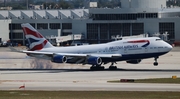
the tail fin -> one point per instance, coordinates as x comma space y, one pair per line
35, 39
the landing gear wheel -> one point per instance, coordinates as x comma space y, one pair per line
155, 63
112, 67
97, 68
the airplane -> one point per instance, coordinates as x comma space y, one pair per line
130, 50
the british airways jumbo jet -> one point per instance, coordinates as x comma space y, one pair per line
130, 50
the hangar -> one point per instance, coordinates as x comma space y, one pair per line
96, 25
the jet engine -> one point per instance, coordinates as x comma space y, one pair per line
94, 60
59, 59
136, 61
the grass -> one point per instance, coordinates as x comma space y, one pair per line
87, 95
155, 80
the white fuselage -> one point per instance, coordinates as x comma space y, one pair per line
117, 47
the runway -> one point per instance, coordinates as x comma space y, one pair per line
84, 80
80, 78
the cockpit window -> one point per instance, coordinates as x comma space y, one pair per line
158, 39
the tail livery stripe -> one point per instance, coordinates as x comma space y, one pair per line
39, 47
141, 41
27, 31
35, 39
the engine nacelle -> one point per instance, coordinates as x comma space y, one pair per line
136, 61
59, 59
94, 60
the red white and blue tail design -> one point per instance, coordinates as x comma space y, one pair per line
35, 39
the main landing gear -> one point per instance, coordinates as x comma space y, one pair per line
112, 67
155, 63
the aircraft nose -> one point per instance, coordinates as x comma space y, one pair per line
169, 47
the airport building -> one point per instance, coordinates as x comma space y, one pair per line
95, 25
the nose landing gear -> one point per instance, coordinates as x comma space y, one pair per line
155, 63
112, 67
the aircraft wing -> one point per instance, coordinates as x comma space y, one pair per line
74, 54
75, 57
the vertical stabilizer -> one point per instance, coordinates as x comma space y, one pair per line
35, 39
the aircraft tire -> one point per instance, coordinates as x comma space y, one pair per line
112, 67
155, 63
94, 68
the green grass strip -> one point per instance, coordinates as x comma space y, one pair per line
25, 94
155, 80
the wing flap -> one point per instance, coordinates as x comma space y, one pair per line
74, 54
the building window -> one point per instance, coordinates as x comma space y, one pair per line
115, 30
16, 36
42, 26
92, 31
54, 26
127, 16
137, 28
167, 27
126, 28
103, 31
66, 25
15, 26
32, 24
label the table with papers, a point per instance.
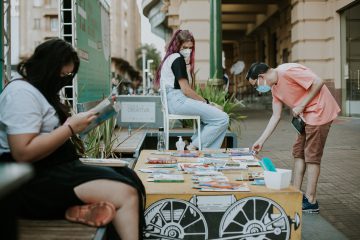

**PROBLEM STATEMENT**
Please reproduce, word for word, only the lines from the line that holds "the engine nacelle" through the final line of the entries above, omitting any pictures.

**ANSWER TO THIS PROBLEM**
the engine nacelle -> one point per instance, coordinates as x comma space y, one pair per line
136, 61
59, 59
94, 60
the red white and blue tail design -> one point per instance, coordinates as x comma space y, one pair per line
35, 39
the main landing gear -> one point per instance, coordinates as x comma space y, one pair per line
112, 67
155, 63
the aircraft nose -> one point per instance, coordinates as x comma space y, one pair per line
169, 47
the airport building -> one point per instance, coordinates as x comma space y, one pair per line
95, 25
the nose landing gear -> one point per instance, coordinates as x comma space y, one pair per line
155, 63
112, 67
the aircraft wing -> one point per instance, coordinates as x comma space y, one pair per line
74, 54
75, 57
the vertical stabilizer -> one point per instance, coordinates as x comma space y, one pair per line
35, 39
the aircraft tire -> one point per instance, coordinates as x comma space y, one pair per line
112, 67
155, 63
94, 68
the green grass strip -> one point per instance, coordinates as x comma space y, one pair per line
25, 94
155, 80
the wing flap -> one point per instance, coordinates as x comma space y, one pair per line
74, 54
the building window -> one point per instance, coordinates as x comma space y, one pair per line
115, 30
16, 36
42, 26
92, 31
54, 26
127, 16
137, 28
167, 27
126, 28
103, 31
66, 25
15, 26
32, 24
label the table with papers, a point per instance.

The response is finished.